= Work to complete =
Tell how many lines in the following entries include the word "below", giving the figure alone.

-- Opening Marker --

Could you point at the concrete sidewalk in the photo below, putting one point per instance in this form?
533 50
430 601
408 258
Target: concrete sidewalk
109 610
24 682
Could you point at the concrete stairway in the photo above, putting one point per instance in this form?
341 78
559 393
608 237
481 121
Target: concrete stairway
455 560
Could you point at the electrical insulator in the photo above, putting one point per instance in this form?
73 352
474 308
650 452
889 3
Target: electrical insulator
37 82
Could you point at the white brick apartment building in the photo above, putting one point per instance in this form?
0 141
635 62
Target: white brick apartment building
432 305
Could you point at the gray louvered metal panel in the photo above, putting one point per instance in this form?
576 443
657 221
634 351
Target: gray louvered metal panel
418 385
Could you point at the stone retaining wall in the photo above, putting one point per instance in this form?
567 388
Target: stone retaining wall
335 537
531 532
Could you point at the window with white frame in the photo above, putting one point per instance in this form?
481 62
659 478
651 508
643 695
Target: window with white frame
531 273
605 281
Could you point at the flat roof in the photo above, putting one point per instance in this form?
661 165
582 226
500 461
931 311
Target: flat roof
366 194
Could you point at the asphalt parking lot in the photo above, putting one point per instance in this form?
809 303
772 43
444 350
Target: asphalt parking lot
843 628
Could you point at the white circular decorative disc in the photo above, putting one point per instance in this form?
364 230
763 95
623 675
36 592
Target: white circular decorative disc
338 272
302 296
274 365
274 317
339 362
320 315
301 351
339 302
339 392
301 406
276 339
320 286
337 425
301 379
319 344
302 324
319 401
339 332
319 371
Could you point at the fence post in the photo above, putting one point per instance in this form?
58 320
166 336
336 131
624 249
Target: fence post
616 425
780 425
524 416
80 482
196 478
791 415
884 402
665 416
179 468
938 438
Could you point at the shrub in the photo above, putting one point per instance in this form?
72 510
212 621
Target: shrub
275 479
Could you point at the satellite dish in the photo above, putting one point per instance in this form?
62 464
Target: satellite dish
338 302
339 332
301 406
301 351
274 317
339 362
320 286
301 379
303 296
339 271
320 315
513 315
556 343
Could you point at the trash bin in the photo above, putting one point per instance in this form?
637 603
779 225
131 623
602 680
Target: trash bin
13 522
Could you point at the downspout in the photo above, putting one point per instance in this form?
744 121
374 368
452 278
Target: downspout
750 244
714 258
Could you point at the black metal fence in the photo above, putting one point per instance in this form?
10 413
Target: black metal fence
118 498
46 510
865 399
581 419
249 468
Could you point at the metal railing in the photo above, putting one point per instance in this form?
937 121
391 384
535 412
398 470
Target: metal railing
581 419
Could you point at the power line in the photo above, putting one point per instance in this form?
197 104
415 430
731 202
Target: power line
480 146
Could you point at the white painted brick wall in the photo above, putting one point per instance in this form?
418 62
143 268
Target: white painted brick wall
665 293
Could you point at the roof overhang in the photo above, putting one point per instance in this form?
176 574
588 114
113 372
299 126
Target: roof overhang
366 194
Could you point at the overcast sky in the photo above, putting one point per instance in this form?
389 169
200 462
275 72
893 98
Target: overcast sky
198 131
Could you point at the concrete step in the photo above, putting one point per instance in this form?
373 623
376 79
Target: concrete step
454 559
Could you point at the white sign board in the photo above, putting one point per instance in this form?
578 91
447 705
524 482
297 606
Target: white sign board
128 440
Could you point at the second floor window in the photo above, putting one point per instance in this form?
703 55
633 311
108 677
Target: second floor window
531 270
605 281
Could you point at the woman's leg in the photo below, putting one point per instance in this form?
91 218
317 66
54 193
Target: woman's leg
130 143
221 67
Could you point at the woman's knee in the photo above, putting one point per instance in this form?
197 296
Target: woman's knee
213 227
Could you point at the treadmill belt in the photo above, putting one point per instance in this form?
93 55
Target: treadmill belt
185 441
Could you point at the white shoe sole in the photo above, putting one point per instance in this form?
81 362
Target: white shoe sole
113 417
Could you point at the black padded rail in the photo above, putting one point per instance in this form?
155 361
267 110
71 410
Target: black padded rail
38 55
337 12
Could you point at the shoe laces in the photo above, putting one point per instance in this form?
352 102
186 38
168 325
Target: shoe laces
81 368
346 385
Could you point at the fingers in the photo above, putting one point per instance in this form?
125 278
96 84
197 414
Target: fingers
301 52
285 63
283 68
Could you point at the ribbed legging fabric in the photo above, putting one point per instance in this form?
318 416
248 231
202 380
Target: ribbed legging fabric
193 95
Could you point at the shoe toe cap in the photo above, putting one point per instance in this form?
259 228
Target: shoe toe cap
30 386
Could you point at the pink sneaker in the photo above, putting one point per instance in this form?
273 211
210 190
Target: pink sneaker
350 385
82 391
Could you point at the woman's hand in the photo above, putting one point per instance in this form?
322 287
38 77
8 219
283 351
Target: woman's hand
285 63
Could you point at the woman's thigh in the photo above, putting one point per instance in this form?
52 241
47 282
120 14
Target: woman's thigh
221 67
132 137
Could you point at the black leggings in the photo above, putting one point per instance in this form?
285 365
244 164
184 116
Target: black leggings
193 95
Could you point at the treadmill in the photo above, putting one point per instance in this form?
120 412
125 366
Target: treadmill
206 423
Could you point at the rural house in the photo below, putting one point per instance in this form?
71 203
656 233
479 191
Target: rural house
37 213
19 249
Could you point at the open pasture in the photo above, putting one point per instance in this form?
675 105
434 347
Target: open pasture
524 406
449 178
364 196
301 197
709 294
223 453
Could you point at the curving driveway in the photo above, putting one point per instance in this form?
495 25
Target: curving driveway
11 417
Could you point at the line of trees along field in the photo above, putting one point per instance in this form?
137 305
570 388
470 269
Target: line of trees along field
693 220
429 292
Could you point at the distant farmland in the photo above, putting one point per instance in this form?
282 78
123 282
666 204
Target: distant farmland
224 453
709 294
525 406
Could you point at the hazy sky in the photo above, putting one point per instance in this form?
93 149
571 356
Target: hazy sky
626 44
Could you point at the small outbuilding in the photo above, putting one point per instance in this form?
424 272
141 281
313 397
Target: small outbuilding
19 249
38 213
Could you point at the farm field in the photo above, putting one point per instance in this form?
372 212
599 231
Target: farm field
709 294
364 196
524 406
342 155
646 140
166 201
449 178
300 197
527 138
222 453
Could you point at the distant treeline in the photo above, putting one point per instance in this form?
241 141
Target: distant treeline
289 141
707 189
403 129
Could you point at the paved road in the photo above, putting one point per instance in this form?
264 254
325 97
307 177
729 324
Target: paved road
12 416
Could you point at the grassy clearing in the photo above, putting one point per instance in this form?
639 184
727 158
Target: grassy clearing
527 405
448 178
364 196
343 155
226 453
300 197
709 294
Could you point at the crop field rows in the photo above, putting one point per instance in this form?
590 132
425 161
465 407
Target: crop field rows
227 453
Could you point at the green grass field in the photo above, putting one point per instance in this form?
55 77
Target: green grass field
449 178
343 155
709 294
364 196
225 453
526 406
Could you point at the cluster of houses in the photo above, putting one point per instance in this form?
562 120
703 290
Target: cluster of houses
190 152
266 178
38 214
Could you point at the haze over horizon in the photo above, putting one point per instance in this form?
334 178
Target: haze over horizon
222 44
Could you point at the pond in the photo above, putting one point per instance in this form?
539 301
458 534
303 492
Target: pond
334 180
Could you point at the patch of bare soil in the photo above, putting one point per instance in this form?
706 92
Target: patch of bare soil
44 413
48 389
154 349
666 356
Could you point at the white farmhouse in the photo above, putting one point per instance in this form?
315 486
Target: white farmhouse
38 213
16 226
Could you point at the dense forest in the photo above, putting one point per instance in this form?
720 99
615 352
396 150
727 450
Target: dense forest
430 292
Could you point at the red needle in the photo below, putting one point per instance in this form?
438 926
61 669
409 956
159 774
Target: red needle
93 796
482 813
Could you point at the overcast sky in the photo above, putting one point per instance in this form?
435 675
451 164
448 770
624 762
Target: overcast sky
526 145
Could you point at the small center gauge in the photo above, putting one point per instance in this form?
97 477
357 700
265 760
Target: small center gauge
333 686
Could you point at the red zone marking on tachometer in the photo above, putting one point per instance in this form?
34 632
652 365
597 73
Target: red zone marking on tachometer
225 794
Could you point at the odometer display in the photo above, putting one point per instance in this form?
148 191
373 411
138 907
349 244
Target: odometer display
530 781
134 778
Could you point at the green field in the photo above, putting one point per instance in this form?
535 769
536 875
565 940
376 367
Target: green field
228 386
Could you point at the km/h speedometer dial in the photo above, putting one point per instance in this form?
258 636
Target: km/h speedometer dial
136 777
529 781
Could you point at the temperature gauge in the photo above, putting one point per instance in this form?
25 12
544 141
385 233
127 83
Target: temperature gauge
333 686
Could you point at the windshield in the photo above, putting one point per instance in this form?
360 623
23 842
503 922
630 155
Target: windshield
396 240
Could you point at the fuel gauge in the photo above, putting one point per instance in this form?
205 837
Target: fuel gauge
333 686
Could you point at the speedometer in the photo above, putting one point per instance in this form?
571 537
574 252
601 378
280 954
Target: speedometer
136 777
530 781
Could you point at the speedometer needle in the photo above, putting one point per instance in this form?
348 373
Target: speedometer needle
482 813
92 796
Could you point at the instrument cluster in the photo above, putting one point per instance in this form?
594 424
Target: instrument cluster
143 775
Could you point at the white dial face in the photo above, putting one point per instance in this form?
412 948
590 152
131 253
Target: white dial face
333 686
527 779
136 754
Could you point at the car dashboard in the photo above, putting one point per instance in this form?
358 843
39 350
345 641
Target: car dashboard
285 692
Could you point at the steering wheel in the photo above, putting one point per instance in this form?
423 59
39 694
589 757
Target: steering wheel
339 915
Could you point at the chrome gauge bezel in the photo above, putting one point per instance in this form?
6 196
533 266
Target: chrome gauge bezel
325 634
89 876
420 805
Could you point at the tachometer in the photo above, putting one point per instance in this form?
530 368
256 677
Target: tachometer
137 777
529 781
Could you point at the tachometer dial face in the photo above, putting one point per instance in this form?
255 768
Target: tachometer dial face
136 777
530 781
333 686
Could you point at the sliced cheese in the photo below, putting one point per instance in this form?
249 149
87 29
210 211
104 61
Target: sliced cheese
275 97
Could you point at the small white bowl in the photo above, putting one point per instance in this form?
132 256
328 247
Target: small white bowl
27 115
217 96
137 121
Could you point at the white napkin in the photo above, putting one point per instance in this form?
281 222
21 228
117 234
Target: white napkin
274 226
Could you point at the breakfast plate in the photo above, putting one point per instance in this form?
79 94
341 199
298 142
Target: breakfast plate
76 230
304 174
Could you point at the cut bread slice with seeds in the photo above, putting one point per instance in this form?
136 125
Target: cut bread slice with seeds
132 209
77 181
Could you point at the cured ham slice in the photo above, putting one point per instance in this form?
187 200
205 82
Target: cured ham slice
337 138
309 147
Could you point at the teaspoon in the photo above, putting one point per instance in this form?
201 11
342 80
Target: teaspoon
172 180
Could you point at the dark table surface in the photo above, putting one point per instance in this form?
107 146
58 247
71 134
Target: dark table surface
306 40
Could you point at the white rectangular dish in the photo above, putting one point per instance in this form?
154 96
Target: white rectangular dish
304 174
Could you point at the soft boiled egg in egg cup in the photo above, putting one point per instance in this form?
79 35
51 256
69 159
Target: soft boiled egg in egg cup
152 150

-- Closing Marker --

= Exercise solution =
5